Content starts
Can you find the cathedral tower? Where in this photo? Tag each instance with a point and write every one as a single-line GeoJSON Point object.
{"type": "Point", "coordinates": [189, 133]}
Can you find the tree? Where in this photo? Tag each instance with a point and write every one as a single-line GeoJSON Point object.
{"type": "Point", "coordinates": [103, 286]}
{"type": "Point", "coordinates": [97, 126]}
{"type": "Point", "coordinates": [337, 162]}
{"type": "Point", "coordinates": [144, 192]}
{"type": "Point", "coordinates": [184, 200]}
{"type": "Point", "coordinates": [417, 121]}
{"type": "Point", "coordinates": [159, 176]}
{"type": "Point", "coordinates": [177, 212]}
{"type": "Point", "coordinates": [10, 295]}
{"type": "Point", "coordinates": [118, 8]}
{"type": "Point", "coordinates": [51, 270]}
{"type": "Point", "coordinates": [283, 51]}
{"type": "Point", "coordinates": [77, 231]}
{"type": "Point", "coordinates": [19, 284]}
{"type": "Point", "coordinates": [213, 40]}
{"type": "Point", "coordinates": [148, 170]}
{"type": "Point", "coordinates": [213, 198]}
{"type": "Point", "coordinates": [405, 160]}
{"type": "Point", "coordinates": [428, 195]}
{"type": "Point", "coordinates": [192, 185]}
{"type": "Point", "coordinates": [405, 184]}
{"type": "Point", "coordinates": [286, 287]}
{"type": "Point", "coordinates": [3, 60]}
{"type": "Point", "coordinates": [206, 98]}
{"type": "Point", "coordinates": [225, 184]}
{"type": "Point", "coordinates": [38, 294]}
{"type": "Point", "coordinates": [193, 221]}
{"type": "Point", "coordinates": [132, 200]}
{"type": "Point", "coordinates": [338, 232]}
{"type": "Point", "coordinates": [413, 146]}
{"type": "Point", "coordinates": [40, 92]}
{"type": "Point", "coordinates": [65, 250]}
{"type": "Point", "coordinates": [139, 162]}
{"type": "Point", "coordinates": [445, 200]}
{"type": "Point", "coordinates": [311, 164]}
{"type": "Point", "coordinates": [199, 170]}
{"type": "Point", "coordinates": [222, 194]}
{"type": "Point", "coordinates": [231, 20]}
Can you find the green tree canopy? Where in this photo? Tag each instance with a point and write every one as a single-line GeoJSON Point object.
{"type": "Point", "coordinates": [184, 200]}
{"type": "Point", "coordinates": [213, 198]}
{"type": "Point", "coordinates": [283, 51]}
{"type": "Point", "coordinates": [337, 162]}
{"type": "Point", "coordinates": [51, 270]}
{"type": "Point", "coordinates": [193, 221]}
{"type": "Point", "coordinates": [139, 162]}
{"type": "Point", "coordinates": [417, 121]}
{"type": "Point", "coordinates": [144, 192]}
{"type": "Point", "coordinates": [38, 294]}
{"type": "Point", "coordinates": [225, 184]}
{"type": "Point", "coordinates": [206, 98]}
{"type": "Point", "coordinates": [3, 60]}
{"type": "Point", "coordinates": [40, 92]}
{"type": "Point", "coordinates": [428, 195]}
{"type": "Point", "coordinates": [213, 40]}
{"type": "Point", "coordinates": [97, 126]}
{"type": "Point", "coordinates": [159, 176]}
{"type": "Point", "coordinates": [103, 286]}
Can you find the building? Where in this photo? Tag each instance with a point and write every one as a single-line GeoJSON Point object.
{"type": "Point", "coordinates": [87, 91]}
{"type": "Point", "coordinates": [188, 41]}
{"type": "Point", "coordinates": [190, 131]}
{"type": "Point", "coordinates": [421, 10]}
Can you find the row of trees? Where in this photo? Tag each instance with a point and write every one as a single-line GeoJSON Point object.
Content ends
Transcribe all of the data above, keeping each line exactly as it stands.

Can you find the cathedral tower? Where in this photo? Tag each instance with a point and write every one as a single-line GeoJSON Point object.
{"type": "Point", "coordinates": [189, 133]}
Can you find the tree? Where in this photo? Tag each instance with a point and write every one as a single-line GeoJSON Point object.
{"type": "Point", "coordinates": [103, 286]}
{"type": "Point", "coordinates": [97, 126]}
{"type": "Point", "coordinates": [337, 162]}
{"type": "Point", "coordinates": [144, 192]}
{"type": "Point", "coordinates": [184, 200]}
{"type": "Point", "coordinates": [417, 121]}
{"type": "Point", "coordinates": [159, 176]}
{"type": "Point", "coordinates": [177, 212]}
{"type": "Point", "coordinates": [10, 295]}
{"type": "Point", "coordinates": [118, 8]}
{"type": "Point", "coordinates": [51, 270]}
{"type": "Point", "coordinates": [283, 51]}
{"type": "Point", "coordinates": [77, 231]}
{"type": "Point", "coordinates": [19, 284]}
{"type": "Point", "coordinates": [213, 40]}
{"type": "Point", "coordinates": [148, 170]}
{"type": "Point", "coordinates": [213, 198]}
{"type": "Point", "coordinates": [405, 160]}
{"type": "Point", "coordinates": [428, 195]}
{"type": "Point", "coordinates": [192, 185]}
{"type": "Point", "coordinates": [405, 184]}
{"type": "Point", "coordinates": [286, 287]}
{"type": "Point", "coordinates": [3, 60]}
{"type": "Point", "coordinates": [206, 98]}
{"type": "Point", "coordinates": [225, 184]}
{"type": "Point", "coordinates": [38, 294]}
{"type": "Point", "coordinates": [193, 221]}
{"type": "Point", "coordinates": [132, 200]}
{"type": "Point", "coordinates": [338, 232]}
{"type": "Point", "coordinates": [413, 146]}
{"type": "Point", "coordinates": [40, 92]}
{"type": "Point", "coordinates": [65, 250]}
{"type": "Point", "coordinates": [139, 162]}
{"type": "Point", "coordinates": [445, 200]}
{"type": "Point", "coordinates": [311, 164]}
{"type": "Point", "coordinates": [199, 170]}
{"type": "Point", "coordinates": [222, 194]}
{"type": "Point", "coordinates": [231, 20]}
Can you find the green tree canopy? Where in this photo? Tag each instance with a point and write every one as a single-line GeoJSON Point object.
{"type": "Point", "coordinates": [184, 200]}
{"type": "Point", "coordinates": [213, 198]}
{"type": "Point", "coordinates": [283, 51]}
{"type": "Point", "coordinates": [337, 162]}
{"type": "Point", "coordinates": [51, 270]}
{"type": "Point", "coordinates": [193, 221]}
{"type": "Point", "coordinates": [139, 162]}
{"type": "Point", "coordinates": [417, 121]}
{"type": "Point", "coordinates": [144, 192]}
{"type": "Point", "coordinates": [38, 294]}
{"type": "Point", "coordinates": [225, 184]}
{"type": "Point", "coordinates": [206, 98]}
{"type": "Point", "coordinates": [3, 60]}
{"type": "Point", "coordinates": [40, 92]}
{"type": "Point", "coordinates": [428, 195]}
{"type": "Point", "coordinates": [213, 40]}
{"type": "Point", "coordinates": [97, 126]}
{"type": "Point", "coordinates": [159, 176]}
{"type": "Point", "coordinates": [103, 286]}
Can you find the building? Where in this photo? Tag each instance with a point and write every one as a single-line GeoJSON Point object.
{"type": "Point", "coordinates": [87, 91]}
{"type": "Point", "coordinates": [188, 41]}
{"type": "Point", "coordinates": [190, 131]}
{"type": "Point", "coordinates": [421, 10]}
Can you find the row of trees? Where in this photo? Tag each instance with a point and write every one as a single-line GeoJSON Point object.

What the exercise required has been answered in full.